*PARTS OF THE EXERCISE*.
**1.** In the cgroup hwcap mask thread, what effective mask do processes in the child cgroup get when the parent masks 0b001 and the child masks 0b010?
**2.** Reproduce the cgroup hwcap mask thread verbatim from "- If we create" up to and including "feature A nor B.".
**3.** Write the next part of the cgroup hwcap mask thread, picking up right after its final sentence.

══ SOURCE EXCERPT ══

Thank you for the question. I think I was not clear enough in the
description.

The misc.mask file works by masking out available features; any feature
bit set in the mask will not be advertised to processes within that
cgroup. When a child cgroup is created, its effective mask is  a
combination of its own mask and its parent's effective mask. This means
any feature masked by either the parent or the child will be hidden from
processes in the child cgroup.

For example:
- If a parent cgroup masks out feature A (mask=0b001), processes in it
  won't see feature A.
- If we create a child cgroup under it and set its mask to hide feature
  B (mask=0b010), the effective mask for processes in the child cgroup
  becomes 0b011. They will see neither feature A nor B.

This ensures that a feature hidden by a parent cannot be re-enabled by a
child. A child can only impose further restrictions by masking out
additional features. I think this behaviour is well aligned with the cgroup
model.

Thanks,
Andrei
Re: [PATCH 0/3] cgroup/misc: Add hwcap masks to the misc controller
Posted by Chen Ridong 2 weeks ago

On 2025/12/5 14:39, Andrei Vagin wrote:
> On Thu, Dec 4, 2025 at 6:52 PM Chen Ridong <chenridong@huaweicloud.com> wrote:
>>
>>
>>
>> On 2025/12/5 8:58, Andrei Vagin wrote:
>>> This patch series introduces a mechanism to mask hardware capabilities
>>> (AT_HWCAP) reported to user-space processes via the misc cgroup
>>> controller.

═══
══ STORED ROWS ══

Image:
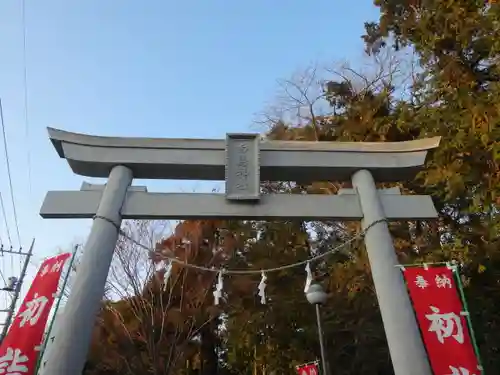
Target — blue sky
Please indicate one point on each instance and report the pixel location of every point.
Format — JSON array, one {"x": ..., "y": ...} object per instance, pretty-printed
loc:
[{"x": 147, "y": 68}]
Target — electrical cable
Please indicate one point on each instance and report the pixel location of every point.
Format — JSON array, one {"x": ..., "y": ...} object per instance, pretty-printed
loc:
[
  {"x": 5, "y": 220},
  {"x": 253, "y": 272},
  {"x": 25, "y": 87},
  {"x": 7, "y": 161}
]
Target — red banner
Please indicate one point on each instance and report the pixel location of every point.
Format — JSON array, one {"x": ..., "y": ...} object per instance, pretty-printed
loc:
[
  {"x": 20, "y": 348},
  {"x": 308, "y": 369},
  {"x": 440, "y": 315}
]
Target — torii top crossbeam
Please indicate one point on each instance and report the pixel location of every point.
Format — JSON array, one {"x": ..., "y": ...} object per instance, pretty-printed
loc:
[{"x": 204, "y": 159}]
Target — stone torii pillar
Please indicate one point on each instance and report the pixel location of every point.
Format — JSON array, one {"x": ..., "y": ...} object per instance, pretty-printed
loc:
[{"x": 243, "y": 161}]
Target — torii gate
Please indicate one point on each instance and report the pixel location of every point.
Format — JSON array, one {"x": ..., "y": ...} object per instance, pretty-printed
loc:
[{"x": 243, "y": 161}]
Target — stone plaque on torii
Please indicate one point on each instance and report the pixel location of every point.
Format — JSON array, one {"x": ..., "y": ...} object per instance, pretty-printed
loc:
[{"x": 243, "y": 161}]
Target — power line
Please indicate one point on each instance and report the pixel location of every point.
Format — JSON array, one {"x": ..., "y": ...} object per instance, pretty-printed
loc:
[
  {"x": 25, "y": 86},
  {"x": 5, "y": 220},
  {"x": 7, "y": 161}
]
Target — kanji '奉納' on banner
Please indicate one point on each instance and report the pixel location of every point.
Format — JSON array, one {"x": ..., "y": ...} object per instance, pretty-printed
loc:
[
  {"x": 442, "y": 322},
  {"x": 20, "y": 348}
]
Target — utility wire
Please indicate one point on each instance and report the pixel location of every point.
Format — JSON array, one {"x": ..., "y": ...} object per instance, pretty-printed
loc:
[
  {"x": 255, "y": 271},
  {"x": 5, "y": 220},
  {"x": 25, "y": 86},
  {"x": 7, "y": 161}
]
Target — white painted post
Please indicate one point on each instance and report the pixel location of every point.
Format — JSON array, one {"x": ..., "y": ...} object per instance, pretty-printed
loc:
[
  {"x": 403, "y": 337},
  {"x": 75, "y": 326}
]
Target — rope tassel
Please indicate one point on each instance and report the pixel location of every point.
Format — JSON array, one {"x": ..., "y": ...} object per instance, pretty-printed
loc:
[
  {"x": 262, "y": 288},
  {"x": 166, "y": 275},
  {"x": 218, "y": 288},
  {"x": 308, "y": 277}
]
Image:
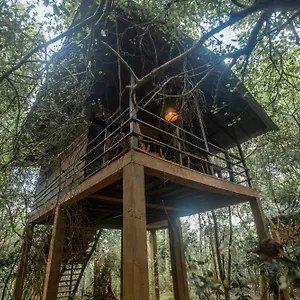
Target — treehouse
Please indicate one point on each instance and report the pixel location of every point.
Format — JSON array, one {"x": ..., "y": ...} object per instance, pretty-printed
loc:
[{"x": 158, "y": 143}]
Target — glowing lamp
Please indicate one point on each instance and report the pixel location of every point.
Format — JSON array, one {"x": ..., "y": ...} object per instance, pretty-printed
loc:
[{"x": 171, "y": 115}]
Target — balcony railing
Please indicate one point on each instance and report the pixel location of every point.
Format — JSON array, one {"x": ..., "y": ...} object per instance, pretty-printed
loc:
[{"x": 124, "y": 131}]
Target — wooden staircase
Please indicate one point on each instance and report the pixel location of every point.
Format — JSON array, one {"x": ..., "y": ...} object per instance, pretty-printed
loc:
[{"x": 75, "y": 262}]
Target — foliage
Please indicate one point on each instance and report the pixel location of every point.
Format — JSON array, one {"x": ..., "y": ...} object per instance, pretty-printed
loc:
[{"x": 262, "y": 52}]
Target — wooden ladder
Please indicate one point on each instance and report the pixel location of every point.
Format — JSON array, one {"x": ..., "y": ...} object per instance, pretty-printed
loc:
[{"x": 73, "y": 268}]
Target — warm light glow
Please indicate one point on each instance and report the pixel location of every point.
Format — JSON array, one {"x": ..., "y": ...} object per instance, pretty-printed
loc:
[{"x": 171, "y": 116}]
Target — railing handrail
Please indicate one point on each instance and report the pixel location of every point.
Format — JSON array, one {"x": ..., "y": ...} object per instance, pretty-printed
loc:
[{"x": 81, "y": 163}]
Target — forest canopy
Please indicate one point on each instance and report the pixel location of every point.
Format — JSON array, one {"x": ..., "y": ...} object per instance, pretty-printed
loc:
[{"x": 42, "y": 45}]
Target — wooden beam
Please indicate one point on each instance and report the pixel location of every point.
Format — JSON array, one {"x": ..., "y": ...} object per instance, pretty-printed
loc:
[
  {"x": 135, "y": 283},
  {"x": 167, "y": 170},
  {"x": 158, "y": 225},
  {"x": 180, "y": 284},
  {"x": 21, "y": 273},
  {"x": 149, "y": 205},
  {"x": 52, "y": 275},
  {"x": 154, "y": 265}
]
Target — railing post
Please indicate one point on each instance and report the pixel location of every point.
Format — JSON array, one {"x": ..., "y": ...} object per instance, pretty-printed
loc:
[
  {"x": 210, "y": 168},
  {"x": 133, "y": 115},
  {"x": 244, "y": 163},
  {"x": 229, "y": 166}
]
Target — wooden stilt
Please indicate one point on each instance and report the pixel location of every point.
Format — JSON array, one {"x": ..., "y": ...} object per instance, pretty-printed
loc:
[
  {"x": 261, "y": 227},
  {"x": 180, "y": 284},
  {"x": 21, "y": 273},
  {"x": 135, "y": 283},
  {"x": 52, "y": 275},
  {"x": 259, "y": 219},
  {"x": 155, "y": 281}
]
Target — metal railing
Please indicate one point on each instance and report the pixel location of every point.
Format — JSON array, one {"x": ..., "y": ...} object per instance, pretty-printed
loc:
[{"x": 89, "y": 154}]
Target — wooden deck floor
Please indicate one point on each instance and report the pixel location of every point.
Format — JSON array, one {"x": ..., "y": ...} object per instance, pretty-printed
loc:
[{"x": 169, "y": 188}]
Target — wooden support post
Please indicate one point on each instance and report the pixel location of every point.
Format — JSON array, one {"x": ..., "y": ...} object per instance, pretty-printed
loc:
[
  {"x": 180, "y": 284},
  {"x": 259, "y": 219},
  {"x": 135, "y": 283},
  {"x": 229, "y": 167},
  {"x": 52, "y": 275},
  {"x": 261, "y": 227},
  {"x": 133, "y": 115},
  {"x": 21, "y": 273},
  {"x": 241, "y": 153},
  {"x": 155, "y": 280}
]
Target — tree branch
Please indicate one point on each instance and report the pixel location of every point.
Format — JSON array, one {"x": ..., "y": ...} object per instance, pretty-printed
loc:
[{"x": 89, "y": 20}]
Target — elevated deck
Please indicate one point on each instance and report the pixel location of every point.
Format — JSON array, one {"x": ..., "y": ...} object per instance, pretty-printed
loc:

═══
══ STORED ROWS ══

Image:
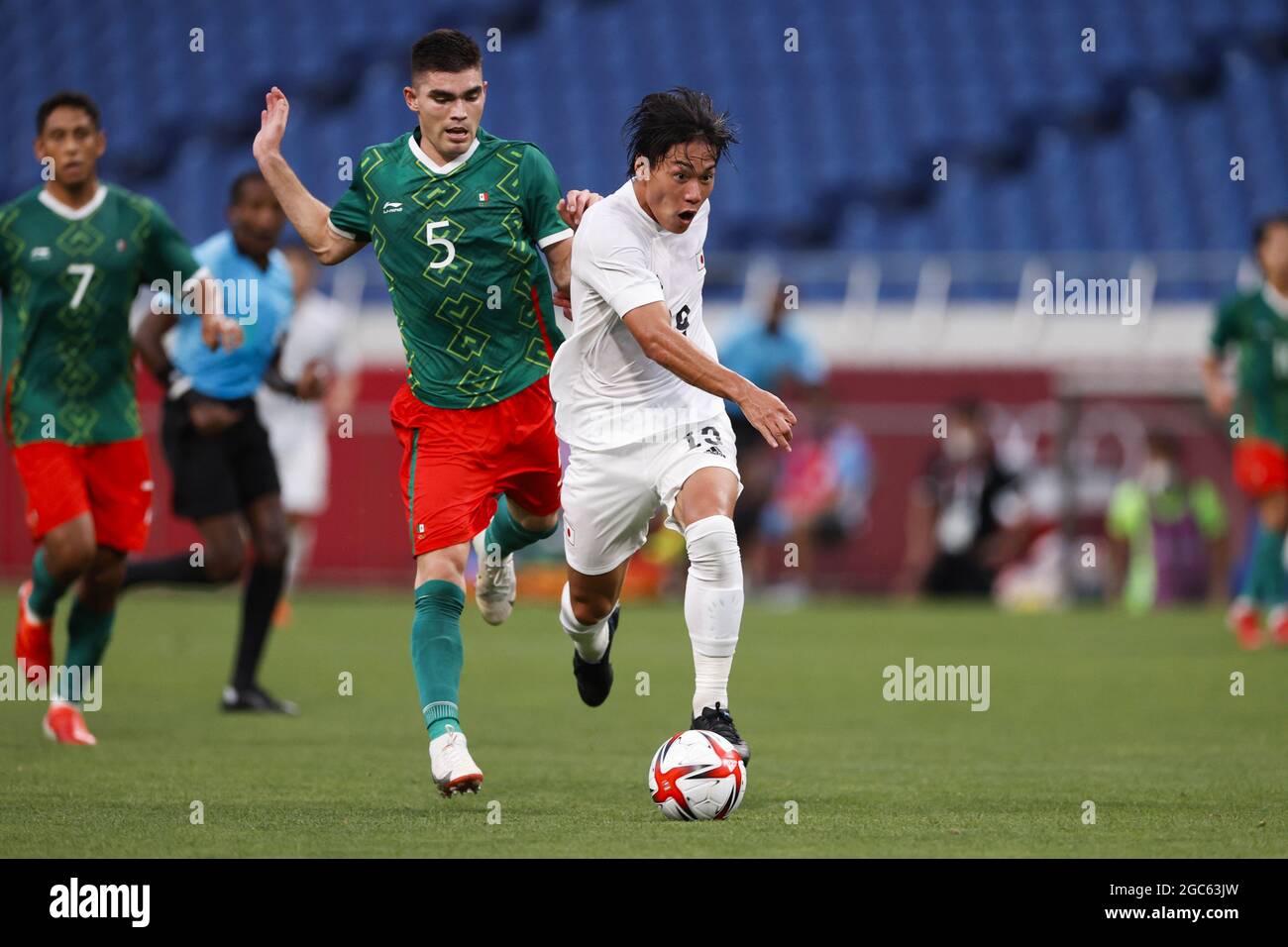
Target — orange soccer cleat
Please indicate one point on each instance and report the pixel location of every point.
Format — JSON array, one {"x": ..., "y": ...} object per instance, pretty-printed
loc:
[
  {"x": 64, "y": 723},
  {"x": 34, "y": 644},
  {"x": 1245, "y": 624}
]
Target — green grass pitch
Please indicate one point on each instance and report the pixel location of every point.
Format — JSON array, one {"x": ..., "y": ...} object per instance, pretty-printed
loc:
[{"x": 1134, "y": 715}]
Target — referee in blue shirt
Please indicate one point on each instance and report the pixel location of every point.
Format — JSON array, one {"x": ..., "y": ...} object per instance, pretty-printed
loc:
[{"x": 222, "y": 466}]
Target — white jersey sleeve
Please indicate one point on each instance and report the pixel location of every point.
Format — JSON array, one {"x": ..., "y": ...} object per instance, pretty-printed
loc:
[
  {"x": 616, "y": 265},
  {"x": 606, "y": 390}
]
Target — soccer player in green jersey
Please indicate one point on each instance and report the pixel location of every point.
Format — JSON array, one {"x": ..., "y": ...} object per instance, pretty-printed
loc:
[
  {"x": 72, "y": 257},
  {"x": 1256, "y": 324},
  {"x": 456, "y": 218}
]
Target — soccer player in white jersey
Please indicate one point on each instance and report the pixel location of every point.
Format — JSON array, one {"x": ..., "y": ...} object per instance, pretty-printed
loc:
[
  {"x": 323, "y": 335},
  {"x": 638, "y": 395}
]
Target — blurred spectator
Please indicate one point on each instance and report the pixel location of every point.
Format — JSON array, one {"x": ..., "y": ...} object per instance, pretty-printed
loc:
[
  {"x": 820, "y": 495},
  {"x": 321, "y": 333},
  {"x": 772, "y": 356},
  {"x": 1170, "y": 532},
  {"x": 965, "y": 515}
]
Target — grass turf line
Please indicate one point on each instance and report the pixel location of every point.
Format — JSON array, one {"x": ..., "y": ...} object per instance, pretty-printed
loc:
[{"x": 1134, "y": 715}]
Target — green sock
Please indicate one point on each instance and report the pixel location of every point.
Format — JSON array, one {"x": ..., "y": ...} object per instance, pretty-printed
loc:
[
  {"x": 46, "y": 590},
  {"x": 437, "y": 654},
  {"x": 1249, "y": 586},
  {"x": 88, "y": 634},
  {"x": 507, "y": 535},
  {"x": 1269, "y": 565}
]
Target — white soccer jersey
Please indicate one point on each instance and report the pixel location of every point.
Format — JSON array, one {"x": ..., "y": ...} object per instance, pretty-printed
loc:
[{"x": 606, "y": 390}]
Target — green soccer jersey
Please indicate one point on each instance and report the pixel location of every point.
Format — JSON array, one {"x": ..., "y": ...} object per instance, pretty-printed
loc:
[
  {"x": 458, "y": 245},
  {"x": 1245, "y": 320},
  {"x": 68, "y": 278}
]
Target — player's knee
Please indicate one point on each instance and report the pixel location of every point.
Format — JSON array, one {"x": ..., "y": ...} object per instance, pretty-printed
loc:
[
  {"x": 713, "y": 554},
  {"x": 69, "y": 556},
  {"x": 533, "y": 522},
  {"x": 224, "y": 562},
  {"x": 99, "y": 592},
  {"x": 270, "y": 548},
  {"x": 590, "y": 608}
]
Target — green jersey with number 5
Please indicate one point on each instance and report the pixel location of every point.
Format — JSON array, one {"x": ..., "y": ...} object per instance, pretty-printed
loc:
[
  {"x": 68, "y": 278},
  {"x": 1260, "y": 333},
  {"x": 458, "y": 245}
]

═══

*WRITTEN RESPONSES*.
**1.** 0b011

**2.**
- If we create a child cgroup under it and set its mask to hide feature
  B (mask=0b010), the effective mask for processes in the child cgroup
  becomes 0b011. They will see neither feature A nor B.

**3.**
>>>
>>> To support C/R operations (snapshots, live migration) in heterogeneous
>>> clusters, we must ensure that processes utilize CPU features available
>>> on all potential target nodes. To solve this, we need to advertise a
>>> common feature set across the cluster. This patchset allows users to
>>> configure a mask for AT_HWCAP, AT_HWCAP2. This ensures that applications
>>> within a container only detect and use features guaranteed to be
>>> available on all potential target hosts.
>>>
>>
>> Could you elaborate on how this mask mechanism would be used in practice?
>>
>> Based on my understanding of the implementation, the parent’s mask is effectively a subset of the
>> child’s mask, meaning the parent does not impose any additional restrictions on its children. This
>> behavior appears to differ from typical cgroup controllers, where children are further constrained
>> by their parent’s settings. This raises the question: is the cgroup model an appropriate fit for
>> this functionality?
> 
> Chen,
> 
> Thank you for the question. I think I was not clear enough in the
> description.
> 
> The misc.mask file works by masking out available features; any feature
> bit set in the mask will not be advertised to processes within that
> cgroup. When a child cgroup is created, its effective mask is  a
> combination of its own mask and its parent's effective mask. This means
> any feature masked by either the parent or the child will be hidden from
> processes in the child cgroup.
> 
> For example:
> - If a parent cgroup masks out feature A (mask=0b001), processes in it
>   won't see feature A.
> - If we create a child cgroup under it and set its mask to hide feature
>   B (mask=0b010), the effective mask for processes in the child cgroup
>   becomes 0b011. They will see neither feature A nor B.
> 

Let me ask some basic questions:

When is the misc.mask typically set? Is it only configured before starting a container (e.g., before
docker run), or can it be adjusted dynamically while processes are already running?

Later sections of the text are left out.